▶ What is expected: Repeat the data below verbatim, omitting the pictures from your answer.

——

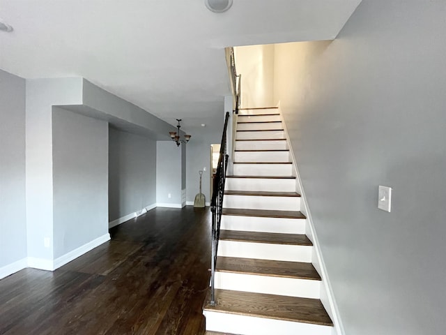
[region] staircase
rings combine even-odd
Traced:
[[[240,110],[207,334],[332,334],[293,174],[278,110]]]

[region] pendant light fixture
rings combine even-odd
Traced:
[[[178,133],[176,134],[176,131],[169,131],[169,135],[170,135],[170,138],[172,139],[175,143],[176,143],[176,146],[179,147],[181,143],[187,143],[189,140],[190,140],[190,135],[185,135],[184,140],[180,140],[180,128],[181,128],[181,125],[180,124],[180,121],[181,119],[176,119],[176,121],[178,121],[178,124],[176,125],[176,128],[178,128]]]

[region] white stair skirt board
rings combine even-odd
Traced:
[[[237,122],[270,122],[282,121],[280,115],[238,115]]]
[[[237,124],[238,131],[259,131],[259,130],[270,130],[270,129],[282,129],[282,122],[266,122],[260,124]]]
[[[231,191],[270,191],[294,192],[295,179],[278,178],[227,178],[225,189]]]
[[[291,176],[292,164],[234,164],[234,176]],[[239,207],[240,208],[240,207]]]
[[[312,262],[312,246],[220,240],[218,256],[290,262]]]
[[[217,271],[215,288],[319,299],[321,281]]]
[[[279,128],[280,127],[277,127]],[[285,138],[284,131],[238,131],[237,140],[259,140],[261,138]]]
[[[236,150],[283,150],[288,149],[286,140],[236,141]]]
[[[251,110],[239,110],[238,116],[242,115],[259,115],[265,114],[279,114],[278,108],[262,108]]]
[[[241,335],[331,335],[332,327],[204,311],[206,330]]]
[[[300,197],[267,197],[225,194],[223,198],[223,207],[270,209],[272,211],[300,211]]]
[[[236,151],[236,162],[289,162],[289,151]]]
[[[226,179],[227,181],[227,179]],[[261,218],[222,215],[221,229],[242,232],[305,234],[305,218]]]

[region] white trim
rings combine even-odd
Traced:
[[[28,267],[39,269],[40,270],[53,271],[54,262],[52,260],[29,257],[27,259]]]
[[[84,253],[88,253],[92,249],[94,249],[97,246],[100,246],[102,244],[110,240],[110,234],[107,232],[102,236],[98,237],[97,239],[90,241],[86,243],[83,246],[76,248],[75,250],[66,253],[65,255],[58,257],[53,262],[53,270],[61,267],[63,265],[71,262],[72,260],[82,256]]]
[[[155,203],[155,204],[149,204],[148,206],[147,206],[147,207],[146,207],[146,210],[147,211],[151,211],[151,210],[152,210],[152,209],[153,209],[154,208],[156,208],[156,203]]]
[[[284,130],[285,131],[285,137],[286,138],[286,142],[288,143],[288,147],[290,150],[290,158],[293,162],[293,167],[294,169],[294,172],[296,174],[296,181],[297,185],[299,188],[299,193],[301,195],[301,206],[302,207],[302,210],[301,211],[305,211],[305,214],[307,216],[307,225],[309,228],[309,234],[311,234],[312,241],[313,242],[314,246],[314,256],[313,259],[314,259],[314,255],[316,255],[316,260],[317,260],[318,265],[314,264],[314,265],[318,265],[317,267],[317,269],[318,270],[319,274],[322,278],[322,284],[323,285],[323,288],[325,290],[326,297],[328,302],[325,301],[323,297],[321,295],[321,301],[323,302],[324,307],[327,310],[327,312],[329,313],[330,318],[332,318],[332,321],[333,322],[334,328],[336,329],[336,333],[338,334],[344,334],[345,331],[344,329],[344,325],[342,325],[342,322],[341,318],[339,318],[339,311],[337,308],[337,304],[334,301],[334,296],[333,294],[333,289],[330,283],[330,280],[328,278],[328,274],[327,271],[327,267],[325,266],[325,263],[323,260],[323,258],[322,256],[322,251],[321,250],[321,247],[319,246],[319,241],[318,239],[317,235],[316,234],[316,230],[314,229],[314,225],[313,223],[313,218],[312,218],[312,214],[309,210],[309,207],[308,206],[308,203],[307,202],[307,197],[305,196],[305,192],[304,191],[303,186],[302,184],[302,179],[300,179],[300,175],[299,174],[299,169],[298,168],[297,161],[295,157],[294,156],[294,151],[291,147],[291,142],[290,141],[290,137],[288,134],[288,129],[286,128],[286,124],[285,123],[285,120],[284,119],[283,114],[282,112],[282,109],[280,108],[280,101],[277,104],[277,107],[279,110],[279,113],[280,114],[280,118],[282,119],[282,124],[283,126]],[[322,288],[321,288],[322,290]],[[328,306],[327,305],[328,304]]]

——

▶ Answer to the problem:
[region] staircase
rings combine even-odd
Traced:
[[[240,110],[207,334],[332,334],[293,174],[278,110]]]

[region] pendant light fixture
rings combine even-odd
Traced:
[[[178,133],[176,134],[176,131],[169,131],[169,135],[170,135],[170,138],[172,139],[175,143],[176,143],[176,146],[179,147],[181,143],[187,143],[189,140],[190,140],[190,135],[185,135],[184,140],[180,140],[180,128],[181,128],[181,125],[180,124],[180,121],[181,119],[176,119],[176,121],[178,121],[178,124],[176,125],[176,128],[178,128]]]

[region] white stair skirt board
rings combine even-odd
Traced:
[[[237,122],[270,122],[282,121],[280,115],[238,115]]]
[[[237,124],[238,131],[259,131],[259,130],[270,130],[270,129],[282,129],[282,122],[266,122],[260,124]]]
[[[231,191],[270,191],[294,192],[295,179],[278,178],[227,178],[225,189]]]
[[[291,176],[292,164],[234,164],[234,176]],[[239,207],[240,208],[240,207]]]
[[[312,262],[312,246],[220,240],[218,256],[290,262]]]
[[[217,271],[215,288],[319,299],[321,281]]]
[[[279,128],[280,127],[277,127]],[[285,138],[284,131],[238,131],[237,140],[259,140],[261,138]]]
[[[236,150],[283,150],[288,149],[286,140],[236,141]]]
[[[251,110],[239,110],[238,116],[242,115],[259,115],[265,114],[279,114],[278,108],[262,108]]]
[[[241,335],[331,335],[332,327],[204,311],[206,330]]]
[[[300,197],[267,197],[225,194],[223,198],[223,207],[270,209],[272,211],[300,211]]]
[[[236,151],[236,162],[289,162],[289,151]]]
[[[226,179],[227,181],[227,179]],[[261,218],[222,215],[221,229],[242,232],[305,234],[305,218]]]

[region] white trim
rings combine even-odd
Traced:
[[[28,267],[39,269],[40,270],[53,271],[54,262],[52,260],[29,257],[27,259]]]
[[[84,253],[88,253],[92,249],[94,249],[97,246],[100,246],[102,244],[110,240],[110,234],[107,232],[102,236],[98,237],[97,239],[90,241],[86,243],[83,246],[76,248],[75,250],[66,253],[65,255],[58,257],[53,262],[53,270],[61,267],[63,265],[71,262],[72,260],[82,256]]]
[[[155,203],[155,204],[149,204],[148,206],[147,206],[147,207],[146,207],[146,210],[147,211],[151,211],[151,210],[152,210],[152,209],[153,209],[154,208],[156,208],[156,203]]]
[[[284,130],[285,131],[285,137],[286,138],[286,142],[288,143],[288,147],[290,150],[290,158],[293,162],[293,167],[294,169],[294,172],[296,174],[296,181],[297,185],[299,188],[299,193],[301,195],[301,206],[302,207],[302,210],[301,211],[305,211],[305,214],[307,216],[307,225],[309,228],[309,234],[311,234],[312,241],[313,242],[314,246],[314,256],[313,259],[314,259],[314,255],[316,255],[316,260],[317,260],[318,265],[314,264],[314,265],[318,265],[317,267],[317,269],[318,270],[319,274],[322,278],[322,284],[323,285],[323,288],[325,290],[326,297],[328,302],[325,301],[323,297],[321,295],[321,301],[323,302],[324,307],[327,310],[327,312],[329,313],[330,318],[332,318],[332,321],[333,322],[334,328],[336,329],[336,333],[338,334],[344,334],[345,331],[344,329],[344,325],[342,325],[342,322],[341,318],[339,318],[339,311],[337,308],[337,304],[334,301],[334,296],[333,294],[333,289],[330,283],[330,280],[328,278],[328,274],[327,271],[327,267],[325,266],[325,263],[323,260],[323,258],[322,256],[322,251],[321,250],[321,247],[319,246],[319,241],[318,239],[317,235],[316,234],[316,230],[314,229],[314,225],[313,223],[313,218],[312,218],[312,214],[309,210],[309,207],[308,206],[308,203],[307,202],[307,197],[305,196],[305,192],[304,191],[303,186],[302,184],[302,179],[300,179],[300,175],[299,174],[299,169],[298,168],[297,161],[295,157],[294,156],[294,151],[291,147],[291,142],[290,141],[290,137],[288,134],[288,129],[286,128],[286,124],[285,123],[285,120],[284,119],[283,114],[282,112],[282,109],[280,108],[280,101],[277,104],[277,107],[279,110],[279,113],[280,114],[280,118],[282,119],[282,124],[283,126]],[[322,288],[321,288],[322,290]],[[328,306],[327,305],[328,304]]]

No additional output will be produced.